=== DOCUMENT EXTRACT ===

# Mission to Mars (Data Scraping)

### Running this notebook will also initialize the database for the first visit to the web site

In [1]:
# Dependencies
import pandas as pd
from splinter import Browser
from bs4 import BeautifulSoup
import pymongo
import requests
import time
from pprint import pprint

In [2]:
# url list for scraping
url_mars_news = 'https://mars.nasa.gov/news/'
url_jpl_image = 'https://www.jpl.nasa.gov/spaceimages/?search=&category=Mars'
url_mars_weather = 'https://twitter.com/marswxreport?lang=en'
url_mars_facts = 'https://space-facts.com/mars/'
url_hemispheres = 'https://astrogeology.usgs.gov/search/results?q=hemisphere+enhanced&k1=target&v1=Mars'

# result dictionary; will be saved to MongoDB
planet_data = {}

# Setup connection to MongoDB
conn = "mongodb://localhost:27017"
client = pymongo.MongoClient(conn)

# Select database and collection to use
db = client.planet_db
planet_coll = db.planet_data

# clear collection documents 
planet_coll.drop()

## Mars News

In [3]:
# Initialize browser; visit appropriate url; pause for 1 second
executable_path = {'executable_path': 'chromedriver.exe'}
browser = Browser('chrome', **executable_path, headless=True)

browser.visit(url_mars_news)

time.sleep(1)

html = browser.html
soup = BeautifulSoup(html, 'html.parser')

# Extract title and teaser from html
news_title = soup.find('div', class_="list_text").find('div', class_="content_title").get_text(strip=True)
news_teaser = soup.find('div', class_="article_teaser_body").get_text(strip=True)

# Save to dictionary
planet_data['news_title'] = news_title
planet_data['news_teaser'] = news_teaser

browser.quit()

## JPL Featured Space Image

In [4]:
# Root web site for image search
image_root = 'https://www.jpl.nasa.gov'

# Initialize browser; visit appropriate url; pause for 1 second
executable_path = {'executable_path': 'chromedriver.exe'}
browser = Browser('chrome', **executable_path, headless=True)

browser.visit(url_jpl_image)

time.sleep(1)

html = browser.html
soup = BeautifulSoup(html, 'html.parser')

# Extract 2nd half of image path using string search for "url" and "jpg"
jpg_path = soup.find('article', class_="carousel_item")["style"]
featured_image_url = image_root + jpg_path[jpg_path.find('url')+5:jpg_path.find('jpg')+3]

# Save to dictionary
planet_data['featured_image_url'] = featured_image_url

browser.quit()

## Weather

In [5]:
# Initialize browser; visit appropriate url; pause for 1 second
executable_path = {'executable_path': 'chromedriver.exe'}
browser = Browser('chrome', **executable_path, headless=True)

browser.visit(url_mars_weather)

time.sleep(1)

html = browser.html
soup = BeautifulSoup(html, 'html.parser')

# Extract weather tweet
weather_tweet = soup.find('div', attrs = {'class': 'css-901oao', 'lang': 'en', 'dir':'auto'}).get_text(strip=True)

# Save to dictionary
planet_data['weather_tweet'] = weather_tweet

browser.quit()

=== GIVEN PROBLEM 1 ===
Reproduce the passage of the Mars scraping notebook between "# Setup connection" and "planet_coll.drop()", inclusive, without any changes.
=== GIVEN PROBLEM 2 ===
Extend the Mars scraping notebook past its final line, writing the code that would follow next.

=== SUPPLIED ENTRIES ===
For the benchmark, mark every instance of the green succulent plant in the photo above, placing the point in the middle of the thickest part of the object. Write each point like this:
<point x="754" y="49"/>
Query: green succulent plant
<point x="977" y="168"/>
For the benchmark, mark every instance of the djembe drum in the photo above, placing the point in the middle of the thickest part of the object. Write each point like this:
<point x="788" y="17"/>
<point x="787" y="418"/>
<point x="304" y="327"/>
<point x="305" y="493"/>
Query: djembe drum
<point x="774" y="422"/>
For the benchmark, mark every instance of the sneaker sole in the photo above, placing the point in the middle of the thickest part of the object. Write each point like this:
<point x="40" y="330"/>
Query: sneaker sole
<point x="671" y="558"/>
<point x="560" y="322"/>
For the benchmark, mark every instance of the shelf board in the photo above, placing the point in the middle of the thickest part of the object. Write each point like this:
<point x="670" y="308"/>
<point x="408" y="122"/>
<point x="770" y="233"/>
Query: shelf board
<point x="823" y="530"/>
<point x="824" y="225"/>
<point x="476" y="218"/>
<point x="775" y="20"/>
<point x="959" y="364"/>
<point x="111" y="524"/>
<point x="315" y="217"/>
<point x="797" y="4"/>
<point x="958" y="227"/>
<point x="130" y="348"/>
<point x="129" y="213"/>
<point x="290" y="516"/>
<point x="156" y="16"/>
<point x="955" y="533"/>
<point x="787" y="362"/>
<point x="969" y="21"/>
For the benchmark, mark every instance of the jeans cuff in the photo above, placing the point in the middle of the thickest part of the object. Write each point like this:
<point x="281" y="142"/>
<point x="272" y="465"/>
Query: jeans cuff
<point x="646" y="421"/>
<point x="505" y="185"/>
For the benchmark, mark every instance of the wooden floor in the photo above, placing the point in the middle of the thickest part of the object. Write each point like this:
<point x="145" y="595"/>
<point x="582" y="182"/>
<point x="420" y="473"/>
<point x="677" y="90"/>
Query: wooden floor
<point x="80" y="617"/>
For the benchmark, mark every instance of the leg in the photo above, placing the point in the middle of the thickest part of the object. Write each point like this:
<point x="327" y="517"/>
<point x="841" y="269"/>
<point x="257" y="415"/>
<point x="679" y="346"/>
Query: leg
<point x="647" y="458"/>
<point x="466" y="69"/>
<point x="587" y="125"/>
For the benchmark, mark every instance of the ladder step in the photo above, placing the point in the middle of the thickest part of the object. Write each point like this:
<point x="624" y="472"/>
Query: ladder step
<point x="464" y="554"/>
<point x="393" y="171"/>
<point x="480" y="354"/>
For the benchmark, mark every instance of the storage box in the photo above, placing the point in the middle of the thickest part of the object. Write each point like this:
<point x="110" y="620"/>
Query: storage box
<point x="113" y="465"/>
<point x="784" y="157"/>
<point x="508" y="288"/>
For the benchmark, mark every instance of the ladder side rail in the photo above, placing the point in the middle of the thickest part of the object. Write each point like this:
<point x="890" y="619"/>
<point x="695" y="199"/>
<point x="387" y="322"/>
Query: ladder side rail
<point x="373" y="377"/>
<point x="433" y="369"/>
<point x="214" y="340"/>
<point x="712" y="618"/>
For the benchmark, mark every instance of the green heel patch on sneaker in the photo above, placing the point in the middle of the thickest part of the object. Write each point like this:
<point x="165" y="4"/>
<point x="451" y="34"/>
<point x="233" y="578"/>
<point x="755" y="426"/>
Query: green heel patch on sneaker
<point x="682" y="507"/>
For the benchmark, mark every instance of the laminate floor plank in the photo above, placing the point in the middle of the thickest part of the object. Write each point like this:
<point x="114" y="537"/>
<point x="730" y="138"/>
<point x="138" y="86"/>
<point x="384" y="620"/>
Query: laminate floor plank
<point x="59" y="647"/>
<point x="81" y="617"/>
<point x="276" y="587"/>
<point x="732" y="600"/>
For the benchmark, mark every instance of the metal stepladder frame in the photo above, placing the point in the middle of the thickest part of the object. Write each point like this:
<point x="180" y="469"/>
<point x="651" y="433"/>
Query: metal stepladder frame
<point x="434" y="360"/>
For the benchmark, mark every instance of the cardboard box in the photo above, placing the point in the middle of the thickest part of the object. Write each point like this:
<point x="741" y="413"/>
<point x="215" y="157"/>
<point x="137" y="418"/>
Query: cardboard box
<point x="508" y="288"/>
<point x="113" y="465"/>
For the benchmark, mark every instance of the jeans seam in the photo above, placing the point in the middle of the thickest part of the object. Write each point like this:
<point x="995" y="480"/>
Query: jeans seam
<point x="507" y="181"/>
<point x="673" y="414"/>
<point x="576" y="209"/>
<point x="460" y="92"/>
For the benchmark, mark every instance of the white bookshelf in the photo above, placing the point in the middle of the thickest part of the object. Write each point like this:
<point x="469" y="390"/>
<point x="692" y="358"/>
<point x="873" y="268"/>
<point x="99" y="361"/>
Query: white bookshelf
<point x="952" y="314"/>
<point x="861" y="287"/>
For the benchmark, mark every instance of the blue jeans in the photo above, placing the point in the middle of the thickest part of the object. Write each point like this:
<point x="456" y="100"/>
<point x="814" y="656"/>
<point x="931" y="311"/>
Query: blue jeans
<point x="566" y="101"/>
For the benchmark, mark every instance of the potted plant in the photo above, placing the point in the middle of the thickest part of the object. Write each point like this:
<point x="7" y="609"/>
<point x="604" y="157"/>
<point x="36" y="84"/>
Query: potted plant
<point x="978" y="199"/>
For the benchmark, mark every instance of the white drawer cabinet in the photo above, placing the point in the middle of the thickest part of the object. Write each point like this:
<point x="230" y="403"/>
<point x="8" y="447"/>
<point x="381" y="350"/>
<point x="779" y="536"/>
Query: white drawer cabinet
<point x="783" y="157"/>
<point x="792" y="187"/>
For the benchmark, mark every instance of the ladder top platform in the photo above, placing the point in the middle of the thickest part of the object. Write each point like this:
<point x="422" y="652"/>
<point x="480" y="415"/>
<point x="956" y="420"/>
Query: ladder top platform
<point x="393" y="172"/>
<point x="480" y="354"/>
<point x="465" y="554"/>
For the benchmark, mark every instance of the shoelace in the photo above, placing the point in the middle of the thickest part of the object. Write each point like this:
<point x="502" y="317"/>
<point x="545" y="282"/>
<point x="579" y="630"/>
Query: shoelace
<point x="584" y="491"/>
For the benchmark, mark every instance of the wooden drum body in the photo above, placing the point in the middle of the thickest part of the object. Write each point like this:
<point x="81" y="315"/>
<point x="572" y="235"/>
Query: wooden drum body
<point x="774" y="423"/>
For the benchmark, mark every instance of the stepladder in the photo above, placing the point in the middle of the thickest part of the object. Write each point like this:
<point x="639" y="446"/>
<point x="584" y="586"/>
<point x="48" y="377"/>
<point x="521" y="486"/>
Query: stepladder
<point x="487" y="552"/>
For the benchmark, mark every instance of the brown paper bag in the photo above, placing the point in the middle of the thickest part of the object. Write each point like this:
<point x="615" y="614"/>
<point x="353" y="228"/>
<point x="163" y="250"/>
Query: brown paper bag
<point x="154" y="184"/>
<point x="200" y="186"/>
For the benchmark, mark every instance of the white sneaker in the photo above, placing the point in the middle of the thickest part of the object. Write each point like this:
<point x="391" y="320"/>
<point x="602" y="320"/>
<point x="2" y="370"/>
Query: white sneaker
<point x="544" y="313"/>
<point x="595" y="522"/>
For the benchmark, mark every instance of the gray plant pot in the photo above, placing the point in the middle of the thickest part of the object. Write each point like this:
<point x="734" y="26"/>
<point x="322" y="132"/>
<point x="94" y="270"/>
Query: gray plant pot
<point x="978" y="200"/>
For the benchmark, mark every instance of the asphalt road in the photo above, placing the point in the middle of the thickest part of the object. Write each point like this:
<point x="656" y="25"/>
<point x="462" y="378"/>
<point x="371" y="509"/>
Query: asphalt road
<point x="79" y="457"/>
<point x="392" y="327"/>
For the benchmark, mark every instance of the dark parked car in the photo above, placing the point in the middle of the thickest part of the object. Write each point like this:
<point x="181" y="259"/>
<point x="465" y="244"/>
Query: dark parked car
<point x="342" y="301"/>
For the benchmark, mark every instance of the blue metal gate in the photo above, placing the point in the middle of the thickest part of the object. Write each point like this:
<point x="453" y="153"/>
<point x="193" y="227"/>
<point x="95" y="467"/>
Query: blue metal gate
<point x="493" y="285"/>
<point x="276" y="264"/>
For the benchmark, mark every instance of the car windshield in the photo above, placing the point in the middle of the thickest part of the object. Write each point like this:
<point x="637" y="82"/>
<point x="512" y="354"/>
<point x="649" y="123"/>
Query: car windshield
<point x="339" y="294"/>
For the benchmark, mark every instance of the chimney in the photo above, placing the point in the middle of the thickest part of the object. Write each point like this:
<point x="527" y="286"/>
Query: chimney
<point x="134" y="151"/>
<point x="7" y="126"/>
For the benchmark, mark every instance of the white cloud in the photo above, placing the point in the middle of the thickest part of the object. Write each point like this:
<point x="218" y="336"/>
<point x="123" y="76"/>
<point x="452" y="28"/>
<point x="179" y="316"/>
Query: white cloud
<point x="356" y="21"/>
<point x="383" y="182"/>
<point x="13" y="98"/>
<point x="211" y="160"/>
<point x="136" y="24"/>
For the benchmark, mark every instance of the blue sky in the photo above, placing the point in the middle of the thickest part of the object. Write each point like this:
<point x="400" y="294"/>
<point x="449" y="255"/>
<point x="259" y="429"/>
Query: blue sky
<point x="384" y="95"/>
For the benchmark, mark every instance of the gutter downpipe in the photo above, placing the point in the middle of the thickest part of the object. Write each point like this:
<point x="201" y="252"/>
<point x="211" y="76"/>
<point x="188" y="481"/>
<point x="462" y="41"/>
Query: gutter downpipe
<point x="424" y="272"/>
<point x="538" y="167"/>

=== EXERCISE RESULT 1 ===
# Setup connection to MongoDB
conn = "mongodb://localhost:27017"
client = pymongo.MongoClient(conn)

# Select database and collection to use
db = client.planet_db
planet_coll = db.planet_data

# clear collection documents 
planet_coll.drop()

=== EXERCISE RESULT 2 ===
## Facts

In [6]:
# use Pandas to scrape Mars fact table from web site url
tables = pd.read_html(url_mars_facts)

# Build and format DataFrame
mars_facts_df = tables[0]
mars_facts_df.columns = ['attribute', 'value']
mars_facts_df.set_index('attribute', inplace=True)

# Convert df to html table
facts_html = mars_facts_df.to_html()

# Save to dictionary
planet_data['planet_facts_html'] = facts_html


## Hemisphere Photos

In [7]:
# Initialize browser; visit appropriate url; pause for 1 second
executable_path = {'executable_path': 'chromedriver.exe'}
browser = Browser('chrome', **executable_path, headless=True)

browser.visit(url_hemispheres)

image_base_url = 'https://astrogeology.usgs.gov'

time.sleep(1)

html = browser.html
soup = BeautifulSoup(html, 'html.parser')

# find all anchors that contain images
images_html = soup.find_all('a', class_='itemLink product-item')

# get url list for all hemispheres
hemisphere_urls = []
for element in images_html:
    if element.find('h3'):
        # print(element.prettify())
        hemisphere_urls.append(image_base_url + element['href'])


# Browse to hemisphere url and get full image path and description
hemisphere_image_urls = []
for h_url in hemisphere_urls:
    # Visit url and sleep; this site loaded quicker
    browser.visit(h_url)
    time.sleep(0.5)
    
    h_html = browser.html
    soup = BeautifulSoup(h_html, 'html.parser')

    # Extract full res title and url
    full_res_title = soup.find('h2', class_="title").get_text(strip=True)
    full_res_url = soup.find('a', text='Sample')['href']

    # Save as dictionary
    hemisphere_image_urls.append({
        'title': full_res_title,
        'img_url': full_res_url
    })


browser.quit()

# Save dictionary to main dictionary
planet_data['hemisphere_image_urls'] = hemisphere_image_urls

In [8]:
# Add final result dictionary as document to MongoDB
planet_coll.insert_one(planet_data)

<pymongo.results.InsertOneResult at 0x186682205c8>

In [9]:
# View final result
pprint(planet_data)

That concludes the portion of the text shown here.